PAGE EXTRACT:

[BEGIN]

Tea and coffee will be available between 1.30pm and 4.00pm; discussion will begin at 2.00pm.

The Society for Renaissance Studies’ Lecture 2024 will take the form of a discussion between leading scholars. Addressing religious life in early modern Wales, conversations will focus on the poetry of George Herbert (1593-1633) and Henry Vaughan (1621-1695) and also consider clashes and coexistence between Catholicism and Protestantism.

Some of the most significant devotional poetry of the seventeenth century was written by Anglo Welsh authors. Educated at Llangattock near Crickhowell and Oxford, Henry Vaughan was born into a family that had connections with prominent Catholic and Protestant Welsh families. A poet, translator and writer of devotional prose, Vaughan supported the royalist cause during the civil war but he lived a broadly private life. His poetry was influenced by another Anglo Welsh poet, George Herbert.

[END]

CHALLENGE 1:
Answer these from the lecture notice:
(a) At what time will the discussion begin?
(b) Which two poets will the conversations focus on?
(c) Where was Henry Vaughan educated?

THE DATA:

[BEGIN]

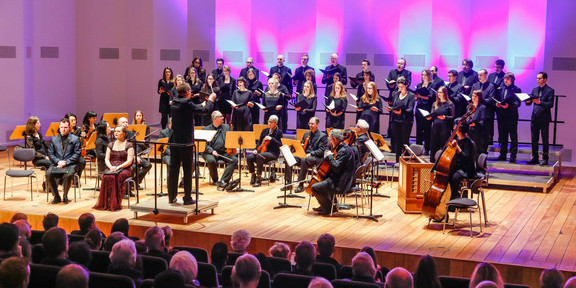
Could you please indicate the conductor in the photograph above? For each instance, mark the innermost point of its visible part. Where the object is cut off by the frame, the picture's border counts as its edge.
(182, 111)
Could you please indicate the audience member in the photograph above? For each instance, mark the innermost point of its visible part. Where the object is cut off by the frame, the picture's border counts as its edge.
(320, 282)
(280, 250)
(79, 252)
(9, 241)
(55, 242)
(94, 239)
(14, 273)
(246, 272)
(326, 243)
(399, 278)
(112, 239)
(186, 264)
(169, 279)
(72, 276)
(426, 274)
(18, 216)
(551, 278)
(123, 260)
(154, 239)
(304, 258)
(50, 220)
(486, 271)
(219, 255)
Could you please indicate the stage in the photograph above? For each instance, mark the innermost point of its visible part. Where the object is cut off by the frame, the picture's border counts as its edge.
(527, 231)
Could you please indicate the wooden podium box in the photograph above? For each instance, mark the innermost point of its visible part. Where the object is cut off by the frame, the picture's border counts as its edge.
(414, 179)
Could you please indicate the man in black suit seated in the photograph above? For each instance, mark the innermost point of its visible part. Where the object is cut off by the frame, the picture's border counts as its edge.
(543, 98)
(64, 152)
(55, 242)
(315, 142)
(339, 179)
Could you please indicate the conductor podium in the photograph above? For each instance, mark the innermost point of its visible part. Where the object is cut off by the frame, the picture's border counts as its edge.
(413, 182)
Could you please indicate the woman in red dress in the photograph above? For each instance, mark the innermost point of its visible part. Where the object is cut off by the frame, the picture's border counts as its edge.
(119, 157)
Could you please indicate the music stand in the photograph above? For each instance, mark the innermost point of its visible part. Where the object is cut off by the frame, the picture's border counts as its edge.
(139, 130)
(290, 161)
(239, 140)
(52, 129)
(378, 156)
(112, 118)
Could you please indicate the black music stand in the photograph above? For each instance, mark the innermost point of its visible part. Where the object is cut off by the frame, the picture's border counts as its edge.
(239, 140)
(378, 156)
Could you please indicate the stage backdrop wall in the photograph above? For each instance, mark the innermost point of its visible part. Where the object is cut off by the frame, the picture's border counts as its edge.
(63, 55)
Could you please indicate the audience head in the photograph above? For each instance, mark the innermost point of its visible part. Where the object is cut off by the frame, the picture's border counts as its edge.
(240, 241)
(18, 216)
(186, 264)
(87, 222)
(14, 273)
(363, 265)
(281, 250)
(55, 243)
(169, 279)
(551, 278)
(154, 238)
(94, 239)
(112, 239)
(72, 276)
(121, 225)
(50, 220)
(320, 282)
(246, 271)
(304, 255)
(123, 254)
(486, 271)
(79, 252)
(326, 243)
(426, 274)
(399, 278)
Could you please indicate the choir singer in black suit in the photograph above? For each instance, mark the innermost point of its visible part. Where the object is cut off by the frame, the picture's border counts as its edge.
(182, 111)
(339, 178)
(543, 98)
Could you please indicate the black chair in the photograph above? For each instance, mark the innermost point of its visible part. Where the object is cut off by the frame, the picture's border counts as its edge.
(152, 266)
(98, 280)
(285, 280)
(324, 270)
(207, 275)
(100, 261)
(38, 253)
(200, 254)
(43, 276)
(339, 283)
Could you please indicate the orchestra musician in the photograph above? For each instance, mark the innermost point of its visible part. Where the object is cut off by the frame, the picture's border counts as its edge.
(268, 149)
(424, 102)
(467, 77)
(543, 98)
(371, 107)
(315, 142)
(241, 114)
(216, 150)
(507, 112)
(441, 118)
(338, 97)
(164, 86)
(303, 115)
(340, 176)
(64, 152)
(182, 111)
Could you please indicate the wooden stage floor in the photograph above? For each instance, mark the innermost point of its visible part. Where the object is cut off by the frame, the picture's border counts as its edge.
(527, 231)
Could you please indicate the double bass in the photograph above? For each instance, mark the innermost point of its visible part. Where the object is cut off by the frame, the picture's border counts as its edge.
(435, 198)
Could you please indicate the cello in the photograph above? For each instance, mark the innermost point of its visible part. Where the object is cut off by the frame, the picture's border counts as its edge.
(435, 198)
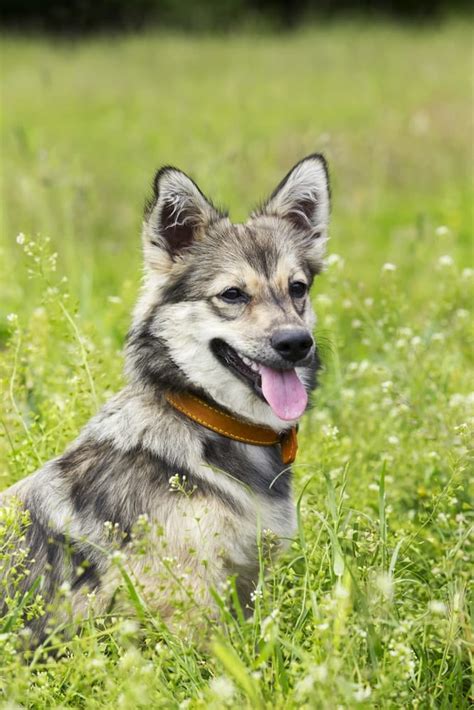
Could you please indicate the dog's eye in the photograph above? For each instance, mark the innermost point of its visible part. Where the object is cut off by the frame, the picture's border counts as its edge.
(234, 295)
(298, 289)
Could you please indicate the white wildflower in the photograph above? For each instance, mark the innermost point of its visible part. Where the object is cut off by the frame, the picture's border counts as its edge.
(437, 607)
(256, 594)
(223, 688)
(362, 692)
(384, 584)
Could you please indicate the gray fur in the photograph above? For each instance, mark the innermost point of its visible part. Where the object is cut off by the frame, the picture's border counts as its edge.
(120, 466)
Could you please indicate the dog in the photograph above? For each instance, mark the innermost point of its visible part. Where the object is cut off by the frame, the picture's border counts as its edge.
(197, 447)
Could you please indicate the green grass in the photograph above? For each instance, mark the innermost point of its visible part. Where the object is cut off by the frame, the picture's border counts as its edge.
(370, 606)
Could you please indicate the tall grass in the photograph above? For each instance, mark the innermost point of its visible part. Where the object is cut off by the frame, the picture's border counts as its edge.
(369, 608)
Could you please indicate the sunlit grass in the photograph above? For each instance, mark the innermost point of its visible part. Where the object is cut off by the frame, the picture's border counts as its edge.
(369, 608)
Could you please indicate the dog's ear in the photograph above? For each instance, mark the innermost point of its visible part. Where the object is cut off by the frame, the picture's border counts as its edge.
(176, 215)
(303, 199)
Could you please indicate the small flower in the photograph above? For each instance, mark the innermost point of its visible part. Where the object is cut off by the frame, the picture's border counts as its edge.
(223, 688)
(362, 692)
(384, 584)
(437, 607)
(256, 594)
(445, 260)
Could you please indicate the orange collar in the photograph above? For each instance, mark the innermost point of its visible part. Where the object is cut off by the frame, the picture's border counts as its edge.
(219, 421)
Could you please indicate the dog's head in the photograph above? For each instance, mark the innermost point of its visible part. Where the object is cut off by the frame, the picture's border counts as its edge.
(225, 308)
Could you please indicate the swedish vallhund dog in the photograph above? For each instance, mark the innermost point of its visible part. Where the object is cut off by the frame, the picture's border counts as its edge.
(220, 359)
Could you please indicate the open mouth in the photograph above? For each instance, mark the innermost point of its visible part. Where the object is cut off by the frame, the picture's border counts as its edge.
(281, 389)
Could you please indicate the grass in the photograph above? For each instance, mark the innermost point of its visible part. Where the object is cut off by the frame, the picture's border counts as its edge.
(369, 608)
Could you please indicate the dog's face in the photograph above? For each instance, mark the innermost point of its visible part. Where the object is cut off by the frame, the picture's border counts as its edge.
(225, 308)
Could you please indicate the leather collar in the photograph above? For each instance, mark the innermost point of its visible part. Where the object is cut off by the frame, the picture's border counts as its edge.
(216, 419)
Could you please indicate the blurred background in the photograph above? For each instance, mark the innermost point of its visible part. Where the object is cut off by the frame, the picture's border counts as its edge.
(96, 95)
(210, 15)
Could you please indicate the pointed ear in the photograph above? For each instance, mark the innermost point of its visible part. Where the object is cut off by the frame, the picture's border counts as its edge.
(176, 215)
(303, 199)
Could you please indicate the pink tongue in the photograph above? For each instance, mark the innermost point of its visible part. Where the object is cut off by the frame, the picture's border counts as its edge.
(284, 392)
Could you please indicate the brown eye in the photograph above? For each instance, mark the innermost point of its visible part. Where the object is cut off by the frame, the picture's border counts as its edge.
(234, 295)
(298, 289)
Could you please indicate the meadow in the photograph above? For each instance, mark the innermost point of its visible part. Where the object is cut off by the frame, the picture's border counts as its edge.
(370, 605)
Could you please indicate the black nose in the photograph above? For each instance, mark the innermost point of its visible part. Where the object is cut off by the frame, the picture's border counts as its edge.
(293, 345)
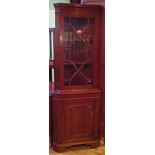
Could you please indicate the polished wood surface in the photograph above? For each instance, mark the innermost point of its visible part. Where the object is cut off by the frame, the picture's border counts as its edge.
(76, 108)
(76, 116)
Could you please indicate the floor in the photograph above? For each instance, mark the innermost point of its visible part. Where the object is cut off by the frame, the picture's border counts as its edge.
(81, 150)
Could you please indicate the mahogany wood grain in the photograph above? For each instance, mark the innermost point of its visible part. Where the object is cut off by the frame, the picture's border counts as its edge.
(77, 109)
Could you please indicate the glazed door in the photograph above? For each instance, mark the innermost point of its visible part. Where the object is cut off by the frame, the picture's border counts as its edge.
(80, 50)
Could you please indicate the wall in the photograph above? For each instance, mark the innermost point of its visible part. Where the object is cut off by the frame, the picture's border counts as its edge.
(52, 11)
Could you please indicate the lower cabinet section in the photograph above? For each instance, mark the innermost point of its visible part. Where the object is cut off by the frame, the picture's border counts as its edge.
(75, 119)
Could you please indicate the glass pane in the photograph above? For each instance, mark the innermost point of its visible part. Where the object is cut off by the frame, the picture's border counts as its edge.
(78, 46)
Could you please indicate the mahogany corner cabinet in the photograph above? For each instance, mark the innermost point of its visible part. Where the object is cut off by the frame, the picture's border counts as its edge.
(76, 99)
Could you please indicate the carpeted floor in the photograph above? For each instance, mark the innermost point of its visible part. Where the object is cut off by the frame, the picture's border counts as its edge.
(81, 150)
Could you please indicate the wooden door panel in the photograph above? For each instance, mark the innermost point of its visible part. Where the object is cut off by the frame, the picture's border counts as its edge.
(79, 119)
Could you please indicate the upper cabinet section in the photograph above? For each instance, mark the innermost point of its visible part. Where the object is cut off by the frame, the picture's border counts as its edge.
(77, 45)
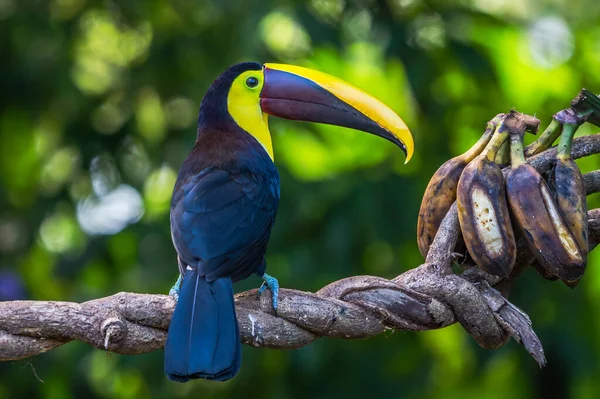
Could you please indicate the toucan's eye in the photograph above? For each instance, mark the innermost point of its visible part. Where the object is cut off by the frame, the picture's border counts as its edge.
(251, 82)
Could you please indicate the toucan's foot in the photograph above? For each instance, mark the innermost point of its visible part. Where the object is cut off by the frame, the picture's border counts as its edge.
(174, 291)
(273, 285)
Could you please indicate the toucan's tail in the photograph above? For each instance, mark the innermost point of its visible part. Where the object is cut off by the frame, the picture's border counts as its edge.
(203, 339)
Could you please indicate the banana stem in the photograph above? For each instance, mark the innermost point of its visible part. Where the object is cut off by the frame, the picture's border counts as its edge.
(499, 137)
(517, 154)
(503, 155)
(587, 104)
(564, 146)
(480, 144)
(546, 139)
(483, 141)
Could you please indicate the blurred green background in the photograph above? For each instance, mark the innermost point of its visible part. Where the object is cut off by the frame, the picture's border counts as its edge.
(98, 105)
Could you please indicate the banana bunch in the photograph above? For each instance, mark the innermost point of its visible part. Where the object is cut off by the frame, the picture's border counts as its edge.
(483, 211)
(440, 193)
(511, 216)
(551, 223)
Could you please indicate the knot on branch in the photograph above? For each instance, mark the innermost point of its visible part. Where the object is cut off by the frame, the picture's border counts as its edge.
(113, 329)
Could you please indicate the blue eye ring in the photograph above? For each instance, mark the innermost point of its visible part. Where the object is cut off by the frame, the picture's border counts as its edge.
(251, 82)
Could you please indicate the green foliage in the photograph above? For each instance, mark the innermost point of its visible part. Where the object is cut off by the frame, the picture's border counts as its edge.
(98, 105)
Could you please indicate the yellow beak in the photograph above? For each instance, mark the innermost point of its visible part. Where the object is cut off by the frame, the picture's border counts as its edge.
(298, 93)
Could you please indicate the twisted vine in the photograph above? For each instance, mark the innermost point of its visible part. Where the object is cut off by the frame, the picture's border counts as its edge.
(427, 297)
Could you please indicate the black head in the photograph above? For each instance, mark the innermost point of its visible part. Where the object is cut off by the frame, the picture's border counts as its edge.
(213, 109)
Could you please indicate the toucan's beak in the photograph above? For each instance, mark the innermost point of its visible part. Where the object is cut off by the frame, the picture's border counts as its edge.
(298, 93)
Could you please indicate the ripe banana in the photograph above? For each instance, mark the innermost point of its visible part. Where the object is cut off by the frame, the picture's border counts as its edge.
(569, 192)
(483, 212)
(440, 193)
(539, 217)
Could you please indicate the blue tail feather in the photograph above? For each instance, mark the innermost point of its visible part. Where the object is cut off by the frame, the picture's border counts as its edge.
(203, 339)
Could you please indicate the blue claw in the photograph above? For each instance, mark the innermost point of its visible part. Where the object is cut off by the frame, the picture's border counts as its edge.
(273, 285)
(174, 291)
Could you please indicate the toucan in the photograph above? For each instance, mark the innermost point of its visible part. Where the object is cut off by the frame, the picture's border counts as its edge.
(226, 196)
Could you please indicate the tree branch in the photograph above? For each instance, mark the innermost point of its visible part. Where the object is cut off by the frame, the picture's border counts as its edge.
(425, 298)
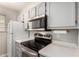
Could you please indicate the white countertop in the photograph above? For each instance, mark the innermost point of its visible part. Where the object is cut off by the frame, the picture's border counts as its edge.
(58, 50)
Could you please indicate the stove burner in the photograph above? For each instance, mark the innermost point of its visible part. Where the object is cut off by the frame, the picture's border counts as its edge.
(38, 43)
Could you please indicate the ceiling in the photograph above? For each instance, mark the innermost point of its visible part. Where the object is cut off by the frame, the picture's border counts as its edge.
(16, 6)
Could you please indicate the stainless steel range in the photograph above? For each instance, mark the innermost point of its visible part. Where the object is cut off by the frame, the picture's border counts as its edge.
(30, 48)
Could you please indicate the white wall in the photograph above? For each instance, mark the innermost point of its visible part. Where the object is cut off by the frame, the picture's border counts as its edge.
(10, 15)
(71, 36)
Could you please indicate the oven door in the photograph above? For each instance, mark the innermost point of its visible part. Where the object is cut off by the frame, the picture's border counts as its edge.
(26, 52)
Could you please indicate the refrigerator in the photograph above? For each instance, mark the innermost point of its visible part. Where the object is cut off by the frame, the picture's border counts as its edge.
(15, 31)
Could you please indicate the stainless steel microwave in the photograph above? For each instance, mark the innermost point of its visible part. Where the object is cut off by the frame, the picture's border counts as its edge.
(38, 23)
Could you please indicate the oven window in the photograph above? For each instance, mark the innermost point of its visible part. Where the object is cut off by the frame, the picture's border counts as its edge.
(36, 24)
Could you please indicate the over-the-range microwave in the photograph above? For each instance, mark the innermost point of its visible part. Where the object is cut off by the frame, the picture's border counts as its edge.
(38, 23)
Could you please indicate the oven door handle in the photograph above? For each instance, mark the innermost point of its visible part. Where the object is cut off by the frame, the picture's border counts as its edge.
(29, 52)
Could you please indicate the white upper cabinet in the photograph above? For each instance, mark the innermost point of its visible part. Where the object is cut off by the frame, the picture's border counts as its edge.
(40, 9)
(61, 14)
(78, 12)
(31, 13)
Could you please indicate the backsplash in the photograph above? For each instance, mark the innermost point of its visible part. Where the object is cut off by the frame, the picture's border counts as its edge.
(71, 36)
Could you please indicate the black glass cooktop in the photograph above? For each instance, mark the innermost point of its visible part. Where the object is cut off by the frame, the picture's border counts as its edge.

[END]

CHALLENGE 2:
Pull out every line of the entries that contains the word "banana". Case counts.

COMPLETE RESPONSE 1:
(a) 2.00pm
(b) George Herbert and Henry Vaughan
(c) At Llangattock near Crickhowell and at Oxford

COMPLETE RESPONSE 2:
Could you please indicate the banana stem in the photograph above? For each instance, mark the innermost point of its visible part. Where the object is cut off by the frame, the picture's border counts as its edge.
Could you please indicate the banana bunch in the photograph above? For each instance, mark the innermost point of its visible part. Where the object is cut off by the frame, the picture's border counts as its edge.
Could you please indicate the ripe banana in the photograph above? For each instance, mark the innermost point of its visible part. Where the object is cut off by the frame, the picture's border counts as its edge.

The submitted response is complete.